EXCERPT TO READ —
3 - Take a campaign approach
Third, government and military communicators should adopt a campaign model in which every intervention contributes to a wider plan. The campaign must have the ability to deliver robust rebuttals; it should be delivered to a timetable, giving it a sense of urgency; and it must be creative, drawing on human insight to identify what will move people to take action themselves.
In the UK we use the OASIS format, which is also adopted by NATO to say that every communications activity needs to have a clear ‘objective’; a specific ‘audience’; a defined ‘strategy’; steps to ‘implementation’; and rigorous ‘scoring’ and evaluation.
The UK Cabinet Office’s National Security Communications Team has recently implemented a number of targeted campaigns. Its ‘Don’t Feed The Beast’ campaign gave the public five easy tests to identify dangerous misinformation which led to a 21% increase in people fact-checking stories before sharing them. A DigiTech campaign prompted a third of the target audience to adopt the campaign’s ‘golden behaviours’ for doing business with China. Its Trusted Research campaign drove a 56% increase in target audiences’ ability to identify threats.
These campaigns meet specific needs. Their contribution is measurable and tangible. But each only makes a small contribution to the overall goal of increasing our collective resilience. When we expand this objective to cover all one billion people across the populations of NATO member countries – and the millions more who live in NATO partner countries, including Ukraine – the scale of the task we face becomes clear.
Conclusion
The answer, based on the recent past, is yes. NATO Allies and partners should be proud of the role we have played in supporting Ukraine. Effective communication has played its part in this effort - the decision to openly disclose intelligence about Russia’s impending invasion ‘pre-bunked’ the Kremlin’s narrative, for example. By creating awareness and understanding amongst our own populations, we have increased trust in the national and NATO response.
When the next emergency comes, NATO governments will once again need to use crisis communications to show grip; demonstrate action; give people a sense of agency; convince them they have a plan; and provide hope for the future. Until then, we need to use effective strategic communication to create the conditions for resilience to flourish across society. As awareness grows about the preponderance of possible events now capable of challenging our economic and societal wellbeing, we will see more and more citizens proactively seeking the tools and support they need. All resilience is local, but recent history shows we are stronger when promoting it together.
The world may be changing fast but truth, powerfully told, will always retain its power and potency. In April 2018, Sir Mark wrote to the Secretary General: “I know that NATO will remain seized of the need to confront the increasingly aggressive pattern of Russian behaviour.” Five years on, that confidence in NATO’s ability to stand firm remains as strong as ever.

WHAT YOU WILL DO —
#1 In the excerpt on strategic communication, does each statement agree with it? Answer yes or no for each and quote the words that decide it.
(a) NATO uses the OASIS format as well as the UK.
(b) The ‘Don’t Feed The Beast’ campaign gave the public ten tests for spotting misinformation.
(c) The DigiTech campaign led half of its target audience to adopt its recommended behaviours.
#2 According to the excerpt on strategic communication, how many people live across the populations of NATO member countries?
#3 Using the excerpt on strategic communication, explain why a communications campaign should be delivered to a timetable.
Answer from the excerpt on strategic communication alone.

PROVIDED MATERIAL —
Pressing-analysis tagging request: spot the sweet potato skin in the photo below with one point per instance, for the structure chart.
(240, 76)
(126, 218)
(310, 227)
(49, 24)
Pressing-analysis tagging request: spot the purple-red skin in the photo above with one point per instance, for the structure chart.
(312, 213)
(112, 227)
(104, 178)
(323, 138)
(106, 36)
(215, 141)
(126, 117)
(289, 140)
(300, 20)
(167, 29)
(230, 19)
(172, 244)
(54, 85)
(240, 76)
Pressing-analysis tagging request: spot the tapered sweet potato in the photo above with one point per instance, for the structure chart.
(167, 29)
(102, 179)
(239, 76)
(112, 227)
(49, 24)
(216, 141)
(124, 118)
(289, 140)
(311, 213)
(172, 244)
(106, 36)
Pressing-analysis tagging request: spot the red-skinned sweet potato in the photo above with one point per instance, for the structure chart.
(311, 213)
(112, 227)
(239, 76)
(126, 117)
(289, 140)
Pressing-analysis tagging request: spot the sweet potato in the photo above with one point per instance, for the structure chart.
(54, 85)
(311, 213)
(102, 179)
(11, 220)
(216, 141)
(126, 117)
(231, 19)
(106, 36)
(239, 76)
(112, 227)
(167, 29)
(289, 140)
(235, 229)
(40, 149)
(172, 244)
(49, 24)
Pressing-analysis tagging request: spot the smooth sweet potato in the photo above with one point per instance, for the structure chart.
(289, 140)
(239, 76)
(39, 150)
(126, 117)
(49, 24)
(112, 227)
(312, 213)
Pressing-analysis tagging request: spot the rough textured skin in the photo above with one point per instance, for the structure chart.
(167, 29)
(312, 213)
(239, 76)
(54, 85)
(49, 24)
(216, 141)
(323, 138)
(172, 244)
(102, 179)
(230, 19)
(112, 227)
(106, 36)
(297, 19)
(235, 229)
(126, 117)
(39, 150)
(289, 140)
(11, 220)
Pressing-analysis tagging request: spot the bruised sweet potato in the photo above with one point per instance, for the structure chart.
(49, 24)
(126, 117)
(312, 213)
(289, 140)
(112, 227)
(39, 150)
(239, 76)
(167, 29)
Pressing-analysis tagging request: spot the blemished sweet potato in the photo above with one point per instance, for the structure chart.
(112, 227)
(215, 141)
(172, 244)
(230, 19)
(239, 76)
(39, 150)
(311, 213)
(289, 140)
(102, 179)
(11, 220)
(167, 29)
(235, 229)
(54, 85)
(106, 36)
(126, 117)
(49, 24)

ANSWERS PROVIDED —
#1
(a) Yes: "which is also adopted by NATO"
(b) No: "five easy tests to identify dangerous misinformation"
(c) No: "prompted a third of the target audience"

#2 One billion people.

#3 Delivering the campaign to a timetable gives it a sense of urgency.